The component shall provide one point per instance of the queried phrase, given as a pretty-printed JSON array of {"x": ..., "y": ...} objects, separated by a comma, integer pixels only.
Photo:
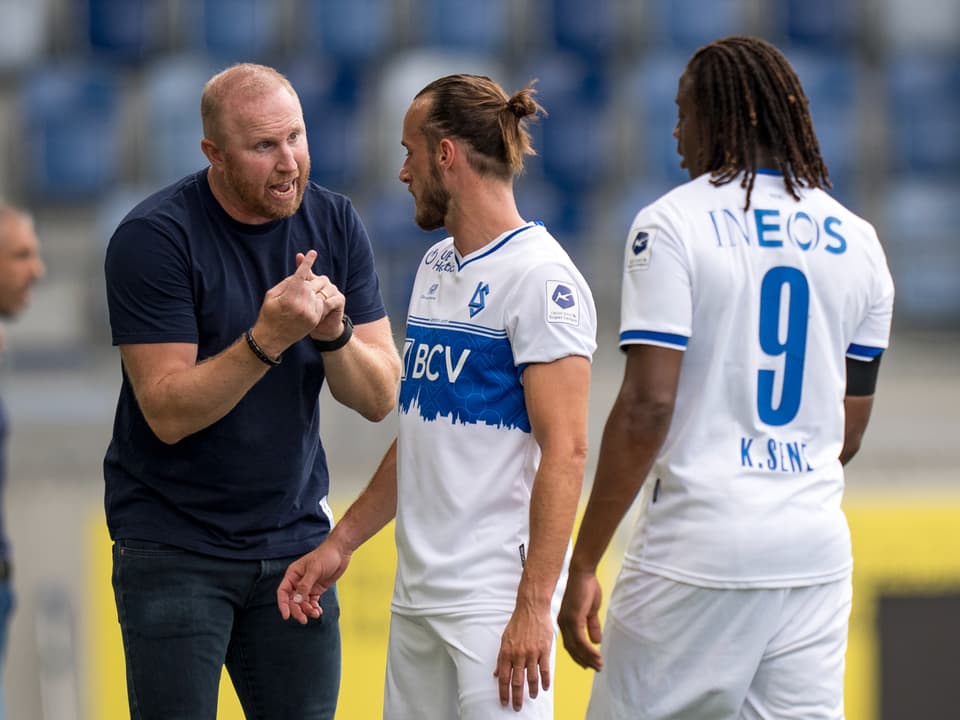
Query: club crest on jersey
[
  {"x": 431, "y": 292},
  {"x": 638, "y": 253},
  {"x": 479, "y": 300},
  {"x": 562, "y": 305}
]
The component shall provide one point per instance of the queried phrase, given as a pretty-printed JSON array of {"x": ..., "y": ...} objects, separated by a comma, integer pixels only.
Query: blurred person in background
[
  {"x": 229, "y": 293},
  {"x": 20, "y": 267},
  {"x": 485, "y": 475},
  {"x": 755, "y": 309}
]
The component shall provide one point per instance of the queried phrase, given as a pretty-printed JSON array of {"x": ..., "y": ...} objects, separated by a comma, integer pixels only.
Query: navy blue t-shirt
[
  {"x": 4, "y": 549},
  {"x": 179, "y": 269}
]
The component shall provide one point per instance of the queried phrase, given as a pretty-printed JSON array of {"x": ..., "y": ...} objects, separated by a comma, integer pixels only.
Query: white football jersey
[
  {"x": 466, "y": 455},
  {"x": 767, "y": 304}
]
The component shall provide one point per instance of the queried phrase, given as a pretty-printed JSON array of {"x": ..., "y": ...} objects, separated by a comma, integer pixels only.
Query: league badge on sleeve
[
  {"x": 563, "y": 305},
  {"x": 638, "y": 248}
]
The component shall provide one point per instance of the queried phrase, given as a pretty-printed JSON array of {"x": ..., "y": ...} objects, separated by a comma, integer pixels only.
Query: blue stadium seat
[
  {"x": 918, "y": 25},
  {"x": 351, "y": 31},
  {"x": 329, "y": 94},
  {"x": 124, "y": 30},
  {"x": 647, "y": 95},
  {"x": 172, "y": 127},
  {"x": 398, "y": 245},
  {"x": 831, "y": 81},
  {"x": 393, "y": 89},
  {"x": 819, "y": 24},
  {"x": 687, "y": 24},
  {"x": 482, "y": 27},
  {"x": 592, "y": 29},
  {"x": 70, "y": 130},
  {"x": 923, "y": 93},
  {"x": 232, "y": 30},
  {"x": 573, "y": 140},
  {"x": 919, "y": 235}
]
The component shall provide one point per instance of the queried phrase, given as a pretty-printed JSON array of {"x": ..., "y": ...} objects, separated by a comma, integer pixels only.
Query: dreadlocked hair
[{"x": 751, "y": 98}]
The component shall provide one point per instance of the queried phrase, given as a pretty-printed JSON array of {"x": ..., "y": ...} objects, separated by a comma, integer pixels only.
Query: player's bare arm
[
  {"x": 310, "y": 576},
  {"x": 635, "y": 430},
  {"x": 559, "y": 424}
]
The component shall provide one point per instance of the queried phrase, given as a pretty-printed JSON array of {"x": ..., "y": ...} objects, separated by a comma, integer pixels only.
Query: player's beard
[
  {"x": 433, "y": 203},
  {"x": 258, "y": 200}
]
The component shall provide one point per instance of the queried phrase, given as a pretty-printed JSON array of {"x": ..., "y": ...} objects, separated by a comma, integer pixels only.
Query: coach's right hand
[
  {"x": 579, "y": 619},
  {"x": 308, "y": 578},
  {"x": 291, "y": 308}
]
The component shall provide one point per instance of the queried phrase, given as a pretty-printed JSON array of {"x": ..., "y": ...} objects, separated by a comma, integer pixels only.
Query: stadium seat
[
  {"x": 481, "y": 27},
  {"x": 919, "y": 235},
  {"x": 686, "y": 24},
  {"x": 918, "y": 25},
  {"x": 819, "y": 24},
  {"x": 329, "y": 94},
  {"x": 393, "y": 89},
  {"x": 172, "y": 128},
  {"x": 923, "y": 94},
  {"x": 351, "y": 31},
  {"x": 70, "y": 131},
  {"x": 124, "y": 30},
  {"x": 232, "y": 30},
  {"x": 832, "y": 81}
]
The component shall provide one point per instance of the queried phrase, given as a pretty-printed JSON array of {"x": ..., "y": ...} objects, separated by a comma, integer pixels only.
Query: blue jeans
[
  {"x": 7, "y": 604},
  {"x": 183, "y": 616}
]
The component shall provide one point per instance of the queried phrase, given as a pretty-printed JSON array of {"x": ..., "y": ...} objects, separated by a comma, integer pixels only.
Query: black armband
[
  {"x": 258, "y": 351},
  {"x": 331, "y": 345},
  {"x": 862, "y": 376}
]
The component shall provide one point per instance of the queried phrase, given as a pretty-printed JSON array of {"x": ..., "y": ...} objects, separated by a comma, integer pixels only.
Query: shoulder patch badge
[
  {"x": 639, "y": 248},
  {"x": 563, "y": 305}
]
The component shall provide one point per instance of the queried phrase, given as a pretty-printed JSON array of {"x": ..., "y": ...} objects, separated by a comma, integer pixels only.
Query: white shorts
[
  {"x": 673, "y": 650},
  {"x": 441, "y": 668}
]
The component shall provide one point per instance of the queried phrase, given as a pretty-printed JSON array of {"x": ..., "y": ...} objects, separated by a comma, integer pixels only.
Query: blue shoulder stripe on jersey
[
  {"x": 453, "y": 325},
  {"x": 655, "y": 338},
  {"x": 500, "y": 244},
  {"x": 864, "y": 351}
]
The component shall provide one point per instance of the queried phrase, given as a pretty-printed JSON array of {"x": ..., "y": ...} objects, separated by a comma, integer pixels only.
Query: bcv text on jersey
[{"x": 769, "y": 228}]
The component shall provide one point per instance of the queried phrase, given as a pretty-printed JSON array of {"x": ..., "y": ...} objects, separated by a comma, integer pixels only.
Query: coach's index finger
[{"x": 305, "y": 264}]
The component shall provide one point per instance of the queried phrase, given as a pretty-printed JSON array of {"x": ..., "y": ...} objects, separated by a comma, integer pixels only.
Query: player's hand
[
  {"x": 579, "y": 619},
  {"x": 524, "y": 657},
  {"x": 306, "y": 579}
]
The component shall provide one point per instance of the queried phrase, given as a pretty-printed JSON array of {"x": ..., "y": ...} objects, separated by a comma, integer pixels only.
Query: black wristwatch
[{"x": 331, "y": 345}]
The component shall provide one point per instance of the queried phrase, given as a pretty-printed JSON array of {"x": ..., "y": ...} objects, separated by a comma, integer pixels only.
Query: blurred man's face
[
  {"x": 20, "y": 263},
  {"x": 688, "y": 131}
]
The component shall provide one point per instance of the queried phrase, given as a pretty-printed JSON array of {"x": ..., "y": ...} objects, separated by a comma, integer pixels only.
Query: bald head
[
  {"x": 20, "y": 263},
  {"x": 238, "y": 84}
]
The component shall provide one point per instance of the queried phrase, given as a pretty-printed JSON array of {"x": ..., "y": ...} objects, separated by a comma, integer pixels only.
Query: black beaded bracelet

> **Work required**: Leaving aside the pictures, copy the listing above exactly.

> **Exercise output**:
The component shall provide one point per instance of the queried phrase, given as a pretty-printed JSON array of {"x": ..., "y": ...} objects, separated by a comma, integer pixels only.
Photo:
Query: club crest on jersey
[
  {"x": 431, "y": 292},
  {"x": 638, "y": 253},
  {"x": 479, "y": 300},
  {"x": 562, "y": 305}
]
The component shall provide one point per instance of the queried phrase, given as a pretty-printed JSON array of {"x": ..., "y": ...} objects, separated by a comma, integer pixels only.
Query: blurred person in background
[
  {"x": 229, "y": 293},
  {"x": 20, "y": 267},
  {"x": 485, "y": 475},
  {"x": 755, "y": 309}
]
The component shall provide one point per instance of the queried phrase, given as a pretty-printed JSON array of {"x": ..., "y": ...} objects, separated by a comma, integer pixels only.
Query: navy blue t-shirt
[
  {"x": 4, "y": 549},
  {"x": 179, "y": 269}
]
The component shall provide one point per instance of the queried phrase, given as a pretty-printed JSON array of {"x": ..., "y": ...} objects, separated by a comma, integer pixels only.
Query: white football jersey
[
  {"x": 466, "y": 455},
  {"x": 767, "y": 304}
]
The component shall provide one point per instance of the queried phrase, given as a pretty-printed JSON array of {"x": ..., "y": ...} objects, separated by a comma, integer pixels only.
Query: league badge on sleeve
[
  {"x": 563, "y": 305},
  {"x": 638, "y": 248}
]
The component shall provide one point per instance of the queried phrase, given as a pretty-printed JSON array of {"x": ..., "y": ...} objects, separated by a comma, integer pixels only.
Query: blue stadium seat
[
  {"x": 918, "y": 25},
  {"x": 351, "y": 31},
  {"x": 329, "y": 94},
  {"x": 124, "y": 30},
  {"x": 647, "y": 95},
  {"x": 172, "y": 127},
  {"x": 398, "y": 245},
  {"x": 831, "y": 81},
  {"x": 393, "y": 89},
  {"x": 819, "y": 24},
  {"x": 687, "y": 24},
  {"x": 482, "y": 27},
  {"x": 592, "y": 29},
  {"x": 70, "y": 130},
  {"x": 923, "y": 93},
  {"x": 232, "y": 30},
  {"x": 573, "y": 140},
  {"x": 919, "y": 235}
]
The component shall provide one point per instance of the queried phrase, given as a pretty-printed JSON array of {"x": ..., "y": ...} objects, separated by a comma, integer pixels only.
Query: dreadlocked hair
[{"x": 751, "y": 98}]
The component shall provide one point per instance of the queried phrase, given as a pretty-printed JSON array of {"x": ..., "y": ...} objects, separated by a comma, integer pixels only.
Query: player's bare arm
[
  {"x": 310, "y": 576},
  {"x": 635, "y": 430},
  {"x": 559, "y": 424}
]
The component shall provide one point per instance of the queried phrase, given as a pretty-printed JSON array of {"x": ..., "y": ...} objects, separated by a comma, integer pixels only.
Query: player's beard
[
  {"x": 433, "y": 203},
  {"x": 258, "y": 200}
]
The component shall provide one point per instance of the queried phrase, given as a pretty-printed JSON array of {"x": ..., "y": ...} objects, separated by a comma, integer pixels only.
Query: coach's right hand
[
  {"x": 579, "y": 619},
  {"x": 308, "y": 578},
  {"x": 291, "y": 308}
]
The component shall provide one point per instance of the queried phrase, given as a pretty-printed JSON array of {"x": ..., "y": ...} objects, separated by a comma, integer pixels only.
Query: stadium seat
[
  {"x": 481, "y": 27},
  {"x": 919, "y": 235},
  {"x": 686, "y": 24},
  {"x": 918, "y": 25},
  {"x": 819, "y": 24},
  {"x": 329, "y": 94},
  {"x": 393, "y": 89},
  {"x": 172, "y": 128},
  {"x": 923, "y": 94},
  {"x": 351, "y": 31},
  {"x": 70, "y": 131},
  {"x": 124, "y": 30},
  {"x": 232, "y": 30},
  {"x": 832, "y": 81}
]
The component shall provide one point per instance of the queried phrase, given as a pretty-printed JSON array of {"x": ..., "y": ...} objects, separated by a comma, integer pixels only.
Query: blue jeans
[
  {"x": 7, "y": 604},
  {"x": 183, "y": 616}
]
The component shall provide one point per instance of the queried phrase, given as a pretty-printed JSON array of {"x": ..., "y": ...} objects, separated by a comma, integer pixels only.
Query: black armband
[
  {"x": 258, "y": 351},
  {"x": 331, "y": 345},
  {"x": 862, "y": 376}
]
The component shall provide one point per instance of the queried phrase, given as a pretty-printed JSON array of {"x": ..., "y": ...} objects, separated by a comma, integer pixels only.
Query: shoulder patch badge
[
  {"x": 639, "y": 248},
  {"x": 563, "y": 305}
]
The component shall provide one point per instance of the queried phrase, given as a pretty-printed JSON array of {"x": ..., "y": ...} objects, separated by a comma, integer pixels only.
Query: white shorts
[
  {"x": 673, "y": 650},
  {"x": 441, "y": 668}
]
The component shall provide one point per instance of the queried phrase, given as a pretty-printed JSON array of {"x": ..., "y": ...} objects, separated by a comma, integer pixels only.
Query: blue shoulder stripe on jersey
[
  {"x": 453, "y": 325},
  {"x": 655, "y": 338},
  {"x": 500, "y": 244},
  {"x": 864, "y": 351}
]
The component shall provide one point per instance of the queried phrase, given as a pretty-printed JSON array of {"x": ..., "y": ...} objects, separated by a comma, integer pixels only.
Query: bcv text on jersey
[{"x": 769, "y": 228}]
The component shall provide one point per instance of the queried phrase, given as a pretty-printed JSON array of {"x": ..., "y": ...} objects, separated by a comma, integer pixels only.
Query: coach's index finger
[{"x": 305, "y": 264}]
The component shall provide one point per instance of the queried phrase, given as a pretty-printed JSON array of {"x": ..., "y": ...} objects, separated by a comma, integer pixels only.
Query: player's hand
[
  {"x": 579, "y": 619},
  {"x": 524, "y": 657},
  {"x": 306, "y": 579}
]
The component shall provide one point per instance of the queried phrase, given as a pretty-printed JSON array of {"x": ..., "y": ...} objects, separated by a comma, integer pixels only.
Query: black wristwatch
[{"x": 331, "y": 345}]
The component shall provide one point per instance of the queried phrase, given as a pretty-printed JSON array of {"x": ..., "y": ...} objects, separated by a comma, integer pixels only.
Query: blurred man's face
[
  {"x": 20, "y": 263},
  {"x": 688, "y": 131}
]
The component shall provide one point per instance of the queried phrase, given as a pretty-printed JSON array of {"x": ..., "y": ...} objects, separated by a comma, integer pixels only.
Query: bald head
[
  {"x": 20, "y": 263},
  {"x": 238, "y": 84}
]
The component shall provide one point per instance of the queried phrase, given as a pretty-printed JSON array of {"x": ..., "y": ...} objects, separated by a comma, integer pixels only.
Query: black beaded bracelet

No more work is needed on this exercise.